Do this: Copy out all the data below, changing each "in this photo" to "in the image" and keeping everything else the same. Leave the pictures out.

Source data:
--- BEGIN ---

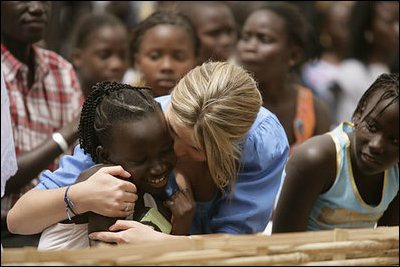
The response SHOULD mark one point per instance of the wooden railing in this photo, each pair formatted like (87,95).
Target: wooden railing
(375,247)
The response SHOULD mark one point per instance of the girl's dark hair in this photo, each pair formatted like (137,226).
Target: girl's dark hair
(297,27)
(110,103)
(389,83)
(163,17)
(90,23)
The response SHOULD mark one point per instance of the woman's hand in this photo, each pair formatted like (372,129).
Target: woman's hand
(130,232)
(103,193)
(183,207)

--- END ---

Completed task:
The response SHOULD mark one point per instance of the wooden railing in the image, each pair formatted like (87,95).
Target: wooden railing
(375,247)
The response SHOULD mark one point per instance of the girl's dark hair in the image, each pair formatted like (137,226).
Target: girl's dark hair
(297,27)
(110,103)
(389,83)
(163,17)
(90,23)
The response SHOULD mark one point per instance of the woman's hand in the image, each pair formatted like (372,129).
Target: woman's hand
(130,232)
(103,193)
(183,207)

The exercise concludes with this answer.